» **Do this**: Please count the rows below that contain the string "forest", with case counting, and give only the number.

» **Data section**:
(begin)

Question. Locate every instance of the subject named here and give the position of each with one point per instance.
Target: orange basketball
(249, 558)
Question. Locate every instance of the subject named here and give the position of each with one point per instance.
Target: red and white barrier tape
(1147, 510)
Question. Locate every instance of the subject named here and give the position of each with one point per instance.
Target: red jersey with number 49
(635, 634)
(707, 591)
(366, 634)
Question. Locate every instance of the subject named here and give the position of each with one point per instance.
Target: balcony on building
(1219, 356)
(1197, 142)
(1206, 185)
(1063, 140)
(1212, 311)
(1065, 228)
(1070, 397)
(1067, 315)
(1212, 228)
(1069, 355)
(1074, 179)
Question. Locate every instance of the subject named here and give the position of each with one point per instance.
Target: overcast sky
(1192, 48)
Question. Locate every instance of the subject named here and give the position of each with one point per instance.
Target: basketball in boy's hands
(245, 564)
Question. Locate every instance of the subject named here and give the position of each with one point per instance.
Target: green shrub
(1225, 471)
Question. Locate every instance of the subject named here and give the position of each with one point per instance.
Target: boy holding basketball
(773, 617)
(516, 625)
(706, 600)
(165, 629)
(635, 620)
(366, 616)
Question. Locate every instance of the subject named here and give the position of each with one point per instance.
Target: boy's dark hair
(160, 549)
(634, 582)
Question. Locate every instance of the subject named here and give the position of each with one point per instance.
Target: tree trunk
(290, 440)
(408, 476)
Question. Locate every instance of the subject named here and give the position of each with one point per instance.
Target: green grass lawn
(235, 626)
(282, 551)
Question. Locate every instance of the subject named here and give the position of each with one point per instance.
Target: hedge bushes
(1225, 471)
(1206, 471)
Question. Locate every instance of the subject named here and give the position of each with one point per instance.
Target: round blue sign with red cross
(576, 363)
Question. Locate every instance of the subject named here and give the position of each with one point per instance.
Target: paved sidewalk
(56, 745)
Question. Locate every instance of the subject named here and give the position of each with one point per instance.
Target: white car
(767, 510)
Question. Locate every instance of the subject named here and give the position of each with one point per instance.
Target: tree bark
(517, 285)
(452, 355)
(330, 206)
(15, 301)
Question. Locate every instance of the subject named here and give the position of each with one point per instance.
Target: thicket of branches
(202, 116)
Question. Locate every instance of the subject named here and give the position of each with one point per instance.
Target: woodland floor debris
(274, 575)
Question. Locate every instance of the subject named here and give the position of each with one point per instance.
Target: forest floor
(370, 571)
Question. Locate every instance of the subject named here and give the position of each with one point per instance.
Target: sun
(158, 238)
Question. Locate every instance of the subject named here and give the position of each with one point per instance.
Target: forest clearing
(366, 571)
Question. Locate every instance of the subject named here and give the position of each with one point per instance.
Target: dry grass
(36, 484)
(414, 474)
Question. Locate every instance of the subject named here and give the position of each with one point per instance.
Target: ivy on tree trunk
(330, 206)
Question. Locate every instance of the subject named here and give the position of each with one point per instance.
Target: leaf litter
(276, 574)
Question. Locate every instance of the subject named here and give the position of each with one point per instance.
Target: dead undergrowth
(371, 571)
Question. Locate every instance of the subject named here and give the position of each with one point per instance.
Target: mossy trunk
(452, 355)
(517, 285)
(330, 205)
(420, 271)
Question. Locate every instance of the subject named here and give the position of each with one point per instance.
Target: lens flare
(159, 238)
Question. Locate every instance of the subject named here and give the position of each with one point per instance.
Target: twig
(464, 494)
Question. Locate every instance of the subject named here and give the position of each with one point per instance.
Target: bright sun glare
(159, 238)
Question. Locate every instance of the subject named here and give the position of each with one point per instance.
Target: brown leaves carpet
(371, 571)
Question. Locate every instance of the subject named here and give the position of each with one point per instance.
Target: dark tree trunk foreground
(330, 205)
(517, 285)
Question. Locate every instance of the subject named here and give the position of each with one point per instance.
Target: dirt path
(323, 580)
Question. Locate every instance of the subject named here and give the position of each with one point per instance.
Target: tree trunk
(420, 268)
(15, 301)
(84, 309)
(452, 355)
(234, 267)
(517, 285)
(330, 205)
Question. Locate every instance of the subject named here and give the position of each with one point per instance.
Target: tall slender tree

(end)

» **Right answer**: 2